### WHAT IS NEEDED
These entries are to be set down again exactly.

### EXCERPTED DATA
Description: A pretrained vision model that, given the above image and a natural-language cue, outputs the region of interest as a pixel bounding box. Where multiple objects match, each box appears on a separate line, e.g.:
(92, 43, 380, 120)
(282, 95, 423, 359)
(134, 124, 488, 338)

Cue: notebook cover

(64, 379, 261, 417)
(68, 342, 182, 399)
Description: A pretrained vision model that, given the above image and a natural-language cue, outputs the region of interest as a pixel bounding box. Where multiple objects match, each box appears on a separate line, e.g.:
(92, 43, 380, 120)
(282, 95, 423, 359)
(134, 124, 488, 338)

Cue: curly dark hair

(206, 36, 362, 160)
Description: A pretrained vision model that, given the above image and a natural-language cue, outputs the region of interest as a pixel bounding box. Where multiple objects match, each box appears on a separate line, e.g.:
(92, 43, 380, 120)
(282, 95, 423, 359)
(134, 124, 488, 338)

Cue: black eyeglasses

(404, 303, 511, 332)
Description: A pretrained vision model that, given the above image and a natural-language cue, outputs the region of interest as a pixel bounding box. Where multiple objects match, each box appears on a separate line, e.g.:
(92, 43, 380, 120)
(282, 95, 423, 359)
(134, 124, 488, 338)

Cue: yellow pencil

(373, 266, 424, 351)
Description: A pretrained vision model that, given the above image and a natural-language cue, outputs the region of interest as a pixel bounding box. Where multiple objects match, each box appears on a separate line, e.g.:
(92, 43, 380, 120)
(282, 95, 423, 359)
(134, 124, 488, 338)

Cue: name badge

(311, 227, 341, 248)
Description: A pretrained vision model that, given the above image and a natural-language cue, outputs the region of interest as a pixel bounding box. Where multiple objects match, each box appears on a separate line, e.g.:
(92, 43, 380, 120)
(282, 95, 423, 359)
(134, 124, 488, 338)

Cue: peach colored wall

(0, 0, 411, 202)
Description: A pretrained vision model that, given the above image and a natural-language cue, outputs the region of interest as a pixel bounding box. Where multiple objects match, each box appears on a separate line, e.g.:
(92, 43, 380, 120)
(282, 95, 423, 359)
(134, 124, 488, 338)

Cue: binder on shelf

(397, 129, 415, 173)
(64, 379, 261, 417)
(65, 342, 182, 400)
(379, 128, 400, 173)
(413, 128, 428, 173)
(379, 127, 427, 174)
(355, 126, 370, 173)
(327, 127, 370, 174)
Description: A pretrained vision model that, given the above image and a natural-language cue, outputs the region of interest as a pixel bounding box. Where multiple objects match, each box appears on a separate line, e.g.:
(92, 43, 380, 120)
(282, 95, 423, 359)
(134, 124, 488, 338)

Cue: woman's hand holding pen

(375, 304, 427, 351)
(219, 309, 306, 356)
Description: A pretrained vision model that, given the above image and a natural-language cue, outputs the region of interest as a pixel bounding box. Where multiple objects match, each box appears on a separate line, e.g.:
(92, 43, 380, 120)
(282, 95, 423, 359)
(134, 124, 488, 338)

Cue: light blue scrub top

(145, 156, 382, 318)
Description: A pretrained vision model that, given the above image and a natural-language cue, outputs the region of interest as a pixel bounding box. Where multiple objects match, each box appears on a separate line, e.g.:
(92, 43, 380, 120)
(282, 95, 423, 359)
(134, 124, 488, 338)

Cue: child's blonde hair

### OUTPUT OF THE TASK
Description: A pretrained vision model that, given the above image and a natural-language cue, outputs the region of interest as a pixel bounding box. Where multiple objects match, each box appears on a separate line, e.g.:
(92, 43, 380, 120)
(282, 95, 423, 359)
(134, 124, 488, 338)

Cue: notebook cover

(64, 379, 261, 417)
(68, 342, 182, 399)
Description: A pretrained vision model that, given the above image and a natural-language cue, outputs the region of interest as a pixel bounding box. Where multiple objects match, each box appears on a separate line, e.g.:
(92, 43, 380, 120)
(282, 95, 423, 359)
(134, 124, 488, 338)

Cue: curly dark hair

(206, 36, 362, 160)
Description: A pretrained vision model that, given the above image and a natural-language cue, outputs the region of interest as a pixel bounding box. Where multiple objects match, each box appears on a separate line, e.g.:
(92, 43, 380, 120)
(282, 95, 423, 359)
(134, 124, 488, 338)

Cue: black eyeglasses

(404, 303, 511, 332)
Description: A pretrained vision model that, given the above image and a natural-language cue, outputs the region of interest as a pixel bounding box. Where multiple objects match, each box appears on a separate line, e.g.:
(92, 43, 380, 120)
(282, 95, 423, 359)
(134, 124, 488, 338)

Cue: yellow pencil

(373, 266, 424, 351)
Description: A pretrained vision model that, given the above image and a natural-language cue, outputs the region of interest as a pixel bounding box. Where multiple objects match, each box appears on a separate line, e.g.:
(92, 43, 380, 120)
(282, 95, 423, 359)
(134, 124, 488, 338)

Cue: name badge

(311, 227, 341, 248)
Description: A pretrained vision model that, given the above image and a natural-language cue, outputs the region of interest as a pixel bounding box. Where multiple objects match, each box appears on a separate line, e.g.:
(92, 43, 380, 120)
(282, 95, 423, 359)
(134, 124, 488, 338)

Cue: peach colored wall

(0, 0, 411, 202)
Description: A pretrained vision model that, given the above image and a natural-language cue, outputs the region of interest as a pixel bounding box. Where multiple objects match, each box appears on a separate line, e.g.:
(92, 43, 380, 120)
(282, 95, 423, 359)
(134, 124, 488, 338)

Cue: binder on shelf

(397, 129, 415, 173)
(64, 379, 261, 417)
(65, 342, 182, 400)
(379, 128, 400, 173)
(413, 128, 428, 173)
(379, 127, 427, 174)
(355, 126, 370, 173)
(327, 127, 370, 174)
Description: A pretrained vision model that, given the above image and a natural-language cue, outputs the region of interest as a pixel bounding box. Where multiple objects match, each box appears on a separate line, e.g.:
(92, 43, 380, 120)
(282, 95, 423, 359)
(134, 124, 488, 338)

Cue: woman's hand holding pen

(375, 304, 427, 351)
(219, 309, 306, 356)
Description: A pretrained vision model that, given the above image and a natural-language cue, outputs the region of interest as a pixel bounding box. Where multiple objects match, each box appears on a separate line, e.g.:
(92, 43, 380, 120)
(282, 95, 423, 359)
(134, 124, 488, 338)

Cue: light blue scrub top

(145, 156, 382, 318)
Description: A pretrained vision model that, given the above image and a natural-language cue, outputs the region of interest as a pixel bounding box. Where multiple objects match, each box appears on a separate line, e.g.:
(92, 43, 380, 120)
(282, 95, 423, 359)
(134, 124, 488, 338)

Cue: child's blonde hair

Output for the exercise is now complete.